* EXERCISES *
(A) In the excerpt on educational policy, why may recent policy initiatives be seen as responses to a struggle over particular constructions of change? Answer in one to three sentences.
(B) Answer these questions on the excerpt on educational policy:
(i) Between which two sets of interests do educational policies reflect compromises?
(ii) In what kind of language does the state put forward its policy initiatives?
(iii) Which term has become one of the most over-used ideas in the political vocabulary?
(C) Pick up the excerpt on educational policy after its final sentence and carry its argument forward.

* EXCERPT PROVIDED *
What this brief discussion indicates is that educational policies do not emerge in a vacuum but reflect compromises between competing interests expressed by the dominant interests of capitalism on the one hand and the oppositional interests of various social movements on the other. While it is true that policies are responses to particular social changes, it is also the case that these changes may themselves be represented in a variety of different ways, and accorded contrasting significance. Recent educational policy initiatives may thus be viewed as responses to the struggle over particular constructions of social, political, economic and cultural changes. The state itself puts forward its policy initiatives in the rhetorical language of reform, often presented as the only plausible response to the social and economic changes described. Indeed, the term ‘reform’ has become one of the most over-used ideas in the political vocabulary. It presupposes legitimacy and invites support for the ideas propagated in the particular policy. In this way, therefore, the state is not neutral with respect to the changes occurring in society, and its own interest in sponsoring some changes and preventing others is reflected in policy.

* GIVEN DATA *

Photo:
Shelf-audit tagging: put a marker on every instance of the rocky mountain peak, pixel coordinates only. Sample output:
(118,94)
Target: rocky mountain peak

* OUTPUTS FOR THE TASKS *
(A) Social changes can be represented in a variety of different ways and given contrasting significance. Because policies respond to these changes, recent initiatives reflect a contest over which construction of social, political, economic and cultural change prevails.

(B)
(i) The dominant interests of capitalism and the oppositional interests of various social movements.
(ii) The rhetorical language of reform.
(iii) "Reform."

(C)
References to change have now become ubiquitous in politics and policy. At the same time few, if any, policies are entirely new: most are shaped by the characteristics of previous policies. As Hogwood and Peters note: ‘Policies are rarely written on a tabula rasa but rather on a well-occupied and even crowded tablet of existing laws, organisations and clients’ (1983: 1). Policy is thus an instrument through which change is mapped onto existing policies, programmes or organisations, and onto the demands made by particular interest groups. To put forward a policy is to acknowledge that a new policy was needed or that the old policy needed to be revised in response to the changes occurring in society.
However, this is not the only way in which change and policy are related. While it is possible to initiate, to put on to the public agenda, issues that are poorly understood or ignored and to bring about or implement change with the development of new policies, it is also possible to use policy as an instrument with which to exclude certain issues from the realm of public debate; or indeed resist certain claims made by interest groups. With policy it is also possible to articulate, re-articulate or institutionalise the manner in which particular issues might be understood. In short, policies serve to manage change, but exactly how this management occurs varies greatly from policy to policy and site to site. The relationship between policy and change is indeed complex. In this book, our aim is to provide an introduction to educational policy studies which highlights some of the ways in which the ideas of policy and change are related.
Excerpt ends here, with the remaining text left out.